- What is required -
Every record must be copied exactly. Leave nothing out.

----

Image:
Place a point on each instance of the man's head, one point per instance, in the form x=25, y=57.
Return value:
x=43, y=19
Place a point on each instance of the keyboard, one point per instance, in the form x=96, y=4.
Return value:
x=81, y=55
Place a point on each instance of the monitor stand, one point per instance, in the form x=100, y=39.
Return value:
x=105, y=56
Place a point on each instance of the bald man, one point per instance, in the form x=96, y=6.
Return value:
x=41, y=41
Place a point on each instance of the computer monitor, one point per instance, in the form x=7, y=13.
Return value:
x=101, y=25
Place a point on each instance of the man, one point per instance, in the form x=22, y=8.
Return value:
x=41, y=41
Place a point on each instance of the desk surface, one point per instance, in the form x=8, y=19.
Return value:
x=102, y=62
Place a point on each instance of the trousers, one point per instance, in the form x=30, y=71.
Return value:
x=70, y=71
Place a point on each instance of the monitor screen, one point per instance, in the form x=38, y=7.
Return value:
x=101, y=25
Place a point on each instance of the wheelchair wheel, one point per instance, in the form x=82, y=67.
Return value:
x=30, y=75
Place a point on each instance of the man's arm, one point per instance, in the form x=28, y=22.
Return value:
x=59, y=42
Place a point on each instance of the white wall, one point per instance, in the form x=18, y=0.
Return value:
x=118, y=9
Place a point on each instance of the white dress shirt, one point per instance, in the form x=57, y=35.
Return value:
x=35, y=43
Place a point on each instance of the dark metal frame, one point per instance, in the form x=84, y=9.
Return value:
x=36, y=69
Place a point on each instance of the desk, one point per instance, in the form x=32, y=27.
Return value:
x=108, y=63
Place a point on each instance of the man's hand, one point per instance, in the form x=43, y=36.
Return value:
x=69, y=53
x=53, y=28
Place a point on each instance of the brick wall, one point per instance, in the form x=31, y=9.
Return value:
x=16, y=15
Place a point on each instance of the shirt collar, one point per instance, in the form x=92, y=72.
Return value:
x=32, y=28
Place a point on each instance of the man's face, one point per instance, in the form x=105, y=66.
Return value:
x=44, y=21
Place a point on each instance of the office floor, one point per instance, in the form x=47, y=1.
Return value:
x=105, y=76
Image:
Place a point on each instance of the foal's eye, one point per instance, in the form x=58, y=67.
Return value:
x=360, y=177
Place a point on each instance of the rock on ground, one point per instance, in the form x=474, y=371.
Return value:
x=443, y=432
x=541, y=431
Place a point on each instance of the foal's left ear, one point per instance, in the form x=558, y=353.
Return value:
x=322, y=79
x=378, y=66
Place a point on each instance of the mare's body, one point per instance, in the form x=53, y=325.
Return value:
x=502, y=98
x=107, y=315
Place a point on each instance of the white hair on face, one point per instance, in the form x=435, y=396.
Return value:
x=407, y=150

----

- Completed exercise -
Image:
Place a point on each instance of the man's head, one point per instance, in the form x=25, y=57.
Return value:
x=43, y=19
Place a point on each instance of the keyboard, one point per instance, in the form x=96, y=4.
Return value:
x=81, y=55
Place a point on each instance of the monitor stand, one point per instance, in the form x=100, y=39.
Return value:
x=105, y=56
Place a point on each instance of the bald man, one point per instance, in the form x=96, y=6.
Return value:
x=41, y=41
Place a point on each instance of the computer monitor, one point per instance, in the form x=7, y=13.
Return value:
x=101, y=25
Place a point on each instance of the man, one point per instance, in the form x=22, y=8.
Return value:
x=41, y=41
Place a point on each instance of the desk surface, one point per instance, in the form x=8, y=19.
Return value:
x=102, y=62
Place a point on each instance of the trousers, one point per instance, in the form x=30, y=71.
Return value:
x=70, y=71
Place a point on each instance of the monitor screen, one point per instance, in the form x=38, y=7.
Return value:
x=101, y=25
Place a point on each instance of the wheelchair wheel, one point per instance, in the form x=82, y=67.
Return value:
x=30, y=75
Place a point on each instance of the man's arm, one point per instance, in the form x=28, y=22.
Return value:
x=59, y=42
Place a point on each instance of the white wall, one point per instance, in the form x=18, y=0.
Return value:
x=118, y=9
Place a point on each instance of the white dress shirt, one point per instance, in the form x=57, y=35.
Return value:
x=35, y=43
Place a point on each instance of the dark metal frame, one point per instance, in the form x=84, y=9.
Return value:
x=36, y=69
Place a point on each instance of the desk, one point per instance, in the form x=32, y=27.
Return value:
x=108, y=63
Place a point on each instance of the man's hand, one point per instance, in the form x=43, y=36.
Return value:
x=69, y=53
x=53, y=28
Place a point on each instance of the brick wall, one point per instance, in the form x=31, y=9.
Return value:
x=16, y=15
Place a point on each instance of the shirt collar, one point per instance, in the form x=92, y=72.
Return value:
x=32, y=28
Place a point on each instance of the man's face, one point per instance, in the form x=105, y=66.
Return value:
x=44, y=21
Place a point on each instance of the office floor, one point per instance, in the form x=47, y=1.
Return value:
x=105, y=76
Image:
Place a point on each instance of the foal's eye, one point per instance, in the form x=58, y=67.
Return value:
x=360, y=177
Place a point on each instance of the rock on ground, one point per instance, in the form x=474, y=371.
Return value:
x=443, y=432
x=541, y=431
Place a point on each instance of the foal's left ear, one point per instance, in the form x=558, y=353.
Return value:
x=322, y=79
x=378, y=66
Place a point on each instance of the mare's body, one point per instance, in the form x=53, y=325.
Return value:
x=502, y=98
x=107, y=315
Place a point on each instance of the white hair on face, one point per instance, in the form x=435, y=396.
Return value:
x=407, y=150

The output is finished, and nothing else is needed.